> [Listed entries]:
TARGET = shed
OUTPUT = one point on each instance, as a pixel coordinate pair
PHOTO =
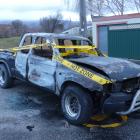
(118, 36)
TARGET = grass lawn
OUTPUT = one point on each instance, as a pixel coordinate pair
(9, 42)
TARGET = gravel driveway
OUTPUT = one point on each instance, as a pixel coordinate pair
(27, 113)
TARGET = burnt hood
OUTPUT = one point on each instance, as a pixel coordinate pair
(115, 68)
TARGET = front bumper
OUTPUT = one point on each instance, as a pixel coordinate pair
(122, 103)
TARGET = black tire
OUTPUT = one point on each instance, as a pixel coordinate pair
(85, 105)
(5, 80)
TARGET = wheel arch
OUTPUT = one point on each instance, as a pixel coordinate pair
(72, 83)
(7, 66)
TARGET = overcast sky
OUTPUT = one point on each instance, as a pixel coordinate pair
(33, 9)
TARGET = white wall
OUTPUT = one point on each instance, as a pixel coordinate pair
(111, 22)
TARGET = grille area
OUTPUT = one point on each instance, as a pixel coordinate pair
(131, 85)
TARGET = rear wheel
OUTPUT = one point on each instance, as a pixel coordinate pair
(5, 79)
(77, 104)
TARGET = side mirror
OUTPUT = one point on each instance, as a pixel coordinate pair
(50, 42)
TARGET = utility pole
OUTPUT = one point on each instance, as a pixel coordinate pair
(83, 20)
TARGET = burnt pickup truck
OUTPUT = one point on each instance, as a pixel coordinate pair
(86, 81)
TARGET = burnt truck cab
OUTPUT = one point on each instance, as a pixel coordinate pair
(81, 97)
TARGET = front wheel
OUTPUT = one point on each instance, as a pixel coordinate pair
(5, 80)
(77, 105)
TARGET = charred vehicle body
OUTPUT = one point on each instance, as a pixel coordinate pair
(86, 80)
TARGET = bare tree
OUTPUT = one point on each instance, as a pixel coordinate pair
(52, 24)
(116, 7)
(96, 7)
(18, 27)
(137, 5)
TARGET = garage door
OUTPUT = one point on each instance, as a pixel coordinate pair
(124, 41)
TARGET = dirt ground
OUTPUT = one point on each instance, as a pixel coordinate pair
(27, 113)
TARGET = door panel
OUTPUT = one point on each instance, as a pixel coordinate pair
(41, 71)
(21, 63)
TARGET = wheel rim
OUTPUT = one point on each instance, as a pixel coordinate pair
(72, 105)
(2, 77)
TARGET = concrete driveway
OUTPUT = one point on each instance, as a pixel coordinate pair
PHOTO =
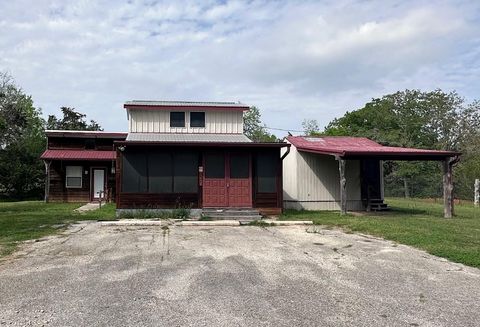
(232, 276)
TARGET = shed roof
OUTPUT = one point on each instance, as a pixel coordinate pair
(92, 155)
(187, 138)
(184, 105)
(357, 147)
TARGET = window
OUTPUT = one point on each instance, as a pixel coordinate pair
(89, 144)
(73, 177)
(239, 166)
(197, 119)
(134, 178)
(267, 165)
(160, 171)
(215, 165)
(185, 179)
(177, 119)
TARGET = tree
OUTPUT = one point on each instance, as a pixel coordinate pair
(22, 141)
(253, 127)
(72, 120)
(411, 118)
(310, 127)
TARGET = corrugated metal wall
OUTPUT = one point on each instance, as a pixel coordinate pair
(311, 181)
(158, 121)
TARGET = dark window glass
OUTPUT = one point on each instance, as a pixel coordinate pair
(89, 144)
(239, 166)
(185, 173)
(177, 119)
(134, 178)
(266, 167)
(215, 165)
(160, 171)
(197, 119)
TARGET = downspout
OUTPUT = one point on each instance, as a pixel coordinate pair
(286, 153)
(281, 159)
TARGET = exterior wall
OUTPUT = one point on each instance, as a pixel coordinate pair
(311, 182)
(58, 192)
(158, 121)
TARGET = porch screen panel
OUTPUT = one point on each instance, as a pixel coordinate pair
(185, 172)
(160, 170)
(266, 167)
(134, 177)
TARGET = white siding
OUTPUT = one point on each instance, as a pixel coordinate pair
(311, 181)
(158, 121)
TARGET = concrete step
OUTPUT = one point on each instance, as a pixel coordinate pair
(242, 218)
(230, 212)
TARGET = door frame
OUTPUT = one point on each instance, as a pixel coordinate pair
(227, 155)
(92, 181)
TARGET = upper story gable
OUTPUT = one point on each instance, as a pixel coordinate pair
(185, 117)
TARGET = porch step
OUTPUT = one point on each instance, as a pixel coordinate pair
(378, 205)
(243, 214)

> [What you should do]: Reproduce the rows above line for line, without the pictures.

> [Task solution]:
TARGET = shed
OUTPUT = one point on each instance, as a pixel coordinate pair
PHOTO =
(118, 36)
TARGET = grass lawn
OUTPUT = one point on each instance, as a pixel coordinate pair
(9, 42)
TARGET = gravel driveway
OUTPUT = one point on each instance, as a pixel coordinate pair
(27, 113)
TARGET = burnt hood
OUTPUT = one point on each instance, as a pixel coordinate pair
(115, 68)
TARGET = front bumper
OUTPUT = one point on each instance, as a pixel coordinate pair
(122, 103)
TARGET = black tire
OUTPUT = one point on each instance, as a pixel coordinate pair
(85, 105)
(5, 80)
TARGET = wheel arch
OUTPUT = one point on each instance, as a pixel coordinate pair
(72, 83)
(7, 66)
TARGET = overcast sky
OUTPUT = one point on each instance, as a pixel coordinate pair
(33, 9)
TARGET = white wall
OUTPUT = one point on each instance, as a pixel coordinate pair
(111, 22)
TARGET = grille area
OUTPUT = one point on each instance, as a pixel coordinate pair
(131, 85)
TARGET = rear wheel
OUTPUT = one point on each instance, as a pixel coordinate pair
(5, 79)
(77, 104)
TARGET = side mirror
OUTPUT = one point on each instance, as a pixel coordinate pair
(50, 42)
TARGET = utility pole
OUTPUT = one point on each instance, as a pixel coordinate pair
(83, 20)
TARGET = burnt pickup truck
OUTPUT = one point on each instance, as a pixel coordinate pair
(86, 81)
TARGET = burnt truck cab
OUTPUT = one point on each instance, as a pixel coordinate pair
(81, 97)
TARGET = front wheel
OUTPUT = one point on each instance, as a pixel coordinate pair
(5, 80)
(77, 105)
TARGET = charred vehicle body
OUTPUT = one point on each instance, as a pixel coordinate pair
(86, 80)
TARGET = bare tree
OUTPUT = one point on each instance, as a pixel coordinate pair
(52, 24)
(116, 7)
(96, 7)
(18, 27)
(137, 5)
TARGET = garage door
OUTPUT = one point on each instance, as a pixel coordinate pair
(124, 41)
TARGET = dirt ground
OUTPUT = one point on each instance, as a pixel coordinate pair
(27, 113)
TARGET = door panel
OUTPUT = one point on each instance, as a pixel coordinate pair
(41, 71)
(21, 63)
TARGET = wheel rim
OUTPUT = one point on each instance, as a pixel coordinate pair
(72, 105)
(2, 77)
TARGET = concrete driveway
OUTPUT = one point on each instance, as a pixel coordinate pair
PHOTO =
(232, 276)
TARGET = shed roof
OUTPUT = one point on each instance, as a pixel coordinate pair
(92, 155)
(187, 138)
(184, 105)
(357, 147)
TARGET = window
OUTPUT = one point on each instance, as a pixel coordinate pair
(89, 144)
(73, 177)
(239, 166)
(197, 119)
(134, 178)
(267, 165)
(160, 171)
(215, 165)
(185, 179)
(177, 119)
TARGET = tree
OUTPUT = one point on each instance, as a pixel coordinate pair
(22, 141)
(253, 127)
(72, 120)
(411, 118)
(310, 127)
TARGET = corrugated metal wall
OUTPUT = one point on each instance, as a pixel coordinate pair
(311, 181)
(158, 121)
TARGET = dark window glass
OUTPUT = one point on each instance, as a pixel coordinate pair
(89, 144)
(239, 166)
(185, 173)
(177, 119)
(134, 178)
(266, 167)
(215, 165)
(160, 171)
(197, 119)
TARGET = downspout
OUTPUT = one point on each instance, as a pixel coordinate pair
(286, 153)
(281, 159)
TARGET = exterior wall
OUTPUT = one point on each instance, as a pixel coordinate pair
(311, 182)
(58, 192)
(158, 121)
TARGET = porch screen panel
OUTPUT = one point on each instance, as a pixel coordinate pair
(185, 172)
(160, 170)
(266, 167)
(134, 177)
TARGET = white siding
OUTPUT = one point on each instance, as a pixel coordinate pair
(311, 181)
(158, 121)
TARGET = concrete step
OUTPUT = one point on each instance, as a pixel coordinate pair
(242, 218)
(230, 212)
TARGET = door frame
OUTPUT = one point on each instance, as a pixel coordinate pair
(227, 155)
(92, 181)
TARGET = upper story gable
OUTPUT = one point on each instance, as a pixel coordinate pair
(185, 117)
TARGET = porch step
OUTPUT = one point on each instance, as a pixel coordinate pair
(378, 205)
(243, 214)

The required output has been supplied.